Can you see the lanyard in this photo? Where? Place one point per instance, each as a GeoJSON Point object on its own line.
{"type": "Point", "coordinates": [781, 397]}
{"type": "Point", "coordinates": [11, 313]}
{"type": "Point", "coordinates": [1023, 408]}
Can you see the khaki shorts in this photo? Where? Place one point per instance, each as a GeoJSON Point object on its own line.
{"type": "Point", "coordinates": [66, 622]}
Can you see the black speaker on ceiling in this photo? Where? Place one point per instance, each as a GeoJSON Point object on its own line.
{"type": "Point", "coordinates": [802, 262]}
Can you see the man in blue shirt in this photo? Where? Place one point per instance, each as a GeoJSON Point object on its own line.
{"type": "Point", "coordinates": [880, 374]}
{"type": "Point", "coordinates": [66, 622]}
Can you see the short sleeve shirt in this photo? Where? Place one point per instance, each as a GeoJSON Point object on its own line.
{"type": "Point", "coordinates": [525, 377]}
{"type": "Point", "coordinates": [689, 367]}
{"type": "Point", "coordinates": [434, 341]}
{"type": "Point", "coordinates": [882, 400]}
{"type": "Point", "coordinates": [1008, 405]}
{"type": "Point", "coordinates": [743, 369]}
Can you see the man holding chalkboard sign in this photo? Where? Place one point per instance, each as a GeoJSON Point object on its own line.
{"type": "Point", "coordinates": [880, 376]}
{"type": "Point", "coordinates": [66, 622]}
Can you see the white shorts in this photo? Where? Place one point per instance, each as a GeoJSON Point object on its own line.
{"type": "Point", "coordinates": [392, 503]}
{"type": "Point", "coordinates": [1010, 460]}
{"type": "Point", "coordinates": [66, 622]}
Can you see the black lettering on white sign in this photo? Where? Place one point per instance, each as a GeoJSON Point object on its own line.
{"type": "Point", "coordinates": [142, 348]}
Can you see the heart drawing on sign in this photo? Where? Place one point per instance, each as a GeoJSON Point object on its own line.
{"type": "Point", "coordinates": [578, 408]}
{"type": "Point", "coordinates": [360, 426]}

* Problem to work on: All of the data above should be set down word for word.

* Result for this task:
Can you see the lanyard in this photo? Where? Place one point per instance, each as a GeoJSON Point object on its own line.
{"type": "Point", "coordinates": [781, 397]}
{"type": "Point", "coordinates": [11, 313]}
{"type": "Point", "coordinates": [1023, 408]}
Can you see the khaki shorts in this photo? Where? Place one point per instance, each as a GeoJSON Point object on its own line.
{"type": "Point", "coordinates": [66, 622]}
Can you see the black speaker on ceiling in this photo? Where? Place one point per instance, each as a GeoJSON Point object on its own line.
{"type": "Point", "coordinates": [802, 262]}
Can you see the man in blue shirt in this photo? Where? Place one point per instance, each as a GeoJSON Point object on its own line.
{"type": "Point", "coordinates": [880, 374]}
{"type": "Point", "coordinates": [66, 622]}
Can you see the short sleeve shirt in this photo? Where? Place one point per instance, each as a GeoJSON Point object on its own line.
{"type": "Point", "coordinates": [525, 377]}
{"type": "Point", "coordinates": [689, 367]}
{"type": "Point", "coordinates": [434, 341]}
{"type": "Point", "coordinates": [882, 400]}
{"type": "Point", "coordinates": [1008, 405]}
{"type": "Point", "coordinates": [743, 369]}
Can you see the man holding chalkboard sign in this photo? Where? Place one point per instance, each as a GeoJSON Point object on its own line.
{"type": "Point", "coordinates": [880, 376]}
{"type": "Point", "coordinates": [66, 622]}
Can you see the white shorts in this photo? Where? Place one point per instance, each as a GeoJSON Point object on its own line.
{"type": "Point", "coordinates": [392, 503]}
{"type": "Point", "coordinates": [1010, 460]}
{"type": "Point", "coordinates": [66, 622]}
Can you see the black lettering on white sign in this photo? Where? Place one point per instance, each as a GeoJSON Point object on its own line.
{"type": "Point", "coordinates": [142, 348]}
Can you see the heart drawing on sign in this photo? Where? Place one point per instance, each as a GeoJSON Point object on its own line.
{"type": "Point", "coordinates": [578, 408]}
{"type": "Point", "coordinates": [360, 426]}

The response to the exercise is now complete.